* Instructions for the task
Please render every line of the items below as a JSON list of strings, one string per line, skipping any blank lines.
═════ Dataset content
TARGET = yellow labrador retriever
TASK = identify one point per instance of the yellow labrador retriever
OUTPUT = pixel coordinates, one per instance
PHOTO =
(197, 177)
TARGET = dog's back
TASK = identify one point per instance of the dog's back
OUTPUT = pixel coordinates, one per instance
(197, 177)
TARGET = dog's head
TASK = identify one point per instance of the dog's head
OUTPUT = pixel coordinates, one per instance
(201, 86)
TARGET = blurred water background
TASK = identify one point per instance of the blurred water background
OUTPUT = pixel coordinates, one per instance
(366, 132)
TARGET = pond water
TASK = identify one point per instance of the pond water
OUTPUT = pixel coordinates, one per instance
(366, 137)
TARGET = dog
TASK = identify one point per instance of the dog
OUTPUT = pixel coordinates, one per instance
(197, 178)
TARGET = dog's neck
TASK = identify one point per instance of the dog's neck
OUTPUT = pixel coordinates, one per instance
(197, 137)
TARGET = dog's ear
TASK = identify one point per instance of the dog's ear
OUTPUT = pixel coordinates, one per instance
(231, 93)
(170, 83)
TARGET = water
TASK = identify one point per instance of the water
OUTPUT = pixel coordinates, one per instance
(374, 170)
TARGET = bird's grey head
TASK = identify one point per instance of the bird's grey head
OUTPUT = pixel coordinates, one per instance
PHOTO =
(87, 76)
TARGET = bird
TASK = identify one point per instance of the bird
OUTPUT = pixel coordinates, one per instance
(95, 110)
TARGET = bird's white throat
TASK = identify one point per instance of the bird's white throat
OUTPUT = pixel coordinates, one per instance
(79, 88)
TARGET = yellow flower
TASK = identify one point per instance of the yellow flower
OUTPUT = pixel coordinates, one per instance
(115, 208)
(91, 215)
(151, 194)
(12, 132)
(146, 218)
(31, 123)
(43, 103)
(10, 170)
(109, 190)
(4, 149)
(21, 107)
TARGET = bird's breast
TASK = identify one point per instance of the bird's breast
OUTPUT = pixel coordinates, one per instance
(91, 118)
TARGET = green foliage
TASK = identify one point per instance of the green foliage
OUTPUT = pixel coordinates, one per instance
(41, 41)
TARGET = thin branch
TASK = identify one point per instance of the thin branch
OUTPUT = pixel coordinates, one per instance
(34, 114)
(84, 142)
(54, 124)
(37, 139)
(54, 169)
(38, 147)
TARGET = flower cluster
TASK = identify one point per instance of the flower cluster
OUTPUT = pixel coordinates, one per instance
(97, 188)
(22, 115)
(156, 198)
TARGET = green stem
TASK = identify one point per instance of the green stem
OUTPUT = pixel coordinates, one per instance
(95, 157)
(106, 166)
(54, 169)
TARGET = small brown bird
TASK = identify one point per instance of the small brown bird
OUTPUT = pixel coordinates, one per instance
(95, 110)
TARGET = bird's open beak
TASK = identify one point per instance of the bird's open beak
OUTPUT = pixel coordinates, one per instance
══════════
* Exercise response
[
  "TARGET = yellow labrador retriever",
  "TASK = identify one point per instance of the yellow labrador retriever",
  "OUTPUT = pixel coordinates, one per instance",
  "PHOTO =",
  "(197, 177)",
  "TARGET = dog's back",
  "TASK = identify one point per instance of the dog's back",
  "OUTPUT = pixel coordinates, one per instance",
  "(197, 177)",
  "TARGET = dog's head",
  "TASK = identify one point per instance of the dog's head",
  "OUTPUT = pixel coordinates, one per instance",
  "(201, 86)",
  "TARGET = blurred water background",
  "TASK = identify one point per instance of the blurred water background",
  "OUTPUT = pixel coordinates, one per instance",
  "(366, 132)",
  "TARGET = pond water",
  "TASK = identify one point per instance of the pond water",
  "OUTPUT = pixel coordinates, one per instance",
  "(366, 137)",
  "TARGET = dog",
  "TASK = identify one point per instance of the dog",
  "OUTPUT = pixel coordinates, one per instance",
  "(197, 178)",
  "TARGET = dog's neck",
  "TASK = identify one point per instance of the dog's neck",
  "OUTPUT = pixel coordinates, one per instance",
  "(197, 137)",
  "TARGET = dog's ear",
  "TASK = identify one point per instance of the dog's ear",
  "OUTPUT = pixel coordinates, one per instance",
  "(231, 93)",
  "(170, 83)",
  "TARGET = water",
  "TASK = identify one point per instance of the water",
  "OUTPUT = pixel coordinates, one per instance",
  "(374, 170)",
  "TARGET = bird's grey head",
  "TASK = identify one point per instance of the bird's grey head",
  "OUTPUT = pixel coordinates, one per instance",
  "PHOTO =",
  "(87, 76)",
  "TARGET = bird",
  "TASK = identify one point per instance of the bird",
  "OUTPUT = pixel coordinates, one per instance",
  "(95, 110)",
  "TARGET = bird's white throat",
  "TASK = identify one point per instance of the bird's white throat",
  "OUTPUT = pixel coordinates, one per instance",
  "(79, 88)",
  "TARGET = yellow flower",
  "TASK = identify one point per instance of the yellow flower",
  "OUTPUT = pixel coordinates, one per instance",
  "(115, 208)",
  "(91, 215)",
  "(151, 194)",
  "(12, 132)",
  "(146, 218)",
  "(31, 123)",
  "(43, 103)",
  "(10, 170)",
  "(109, 190)",
  "(4, 149)",
  "(21, 107)",
  "TARGET = bird's breast",
  "TASK = identify one point per instance of the bird's breast",
  "OUTPUT = pixel coordinates, one per instance",
  "(91, 118)",
  "TARGET = green foliage",
  "TASK = identify one point per instance of the green foliage",
  "OUTPUT = pixel coordinates, one per instance",
  "(41, 41)",
  "TARGET = thin branch",
  "TASK = identify one point per instance of the thin branch",
  "OUTPUT = pixel coordinates, one per instance",
  "(34, 114)",
  "(84, 142)",
  "(54, 124)",
  "(37, 139)",
  "(54, 169)",
  "(38, 147)",
  "TARGET = flower cluster",
  "TASK = identify one point per instance of the flower cluster",
  "OUTPUT = pixel coordinates, one per instance",
  "(97, 188)",
  "(22, 115)",
  "(156, 198)",
  "TARGET = green stem",
  "TASK = identify one point per instance of the green stem",
  "OUTPUT = pixel coordinates, one per instance",
  "(95, 157)",
  "(106, 166)",
  "(54, 169)",
  "TARGET = small brown bird",
  "TASK = identify one point per instance of the small brown bird",
  "OUTPUT = pixel coordinates, one per instance",
  "(95, 110)",
  "TARGET = bird's open beak",
  "TASK = identify one point per instance of the bird's open beak",
  "OUTPUT = pixel coordinates, one per instance"
]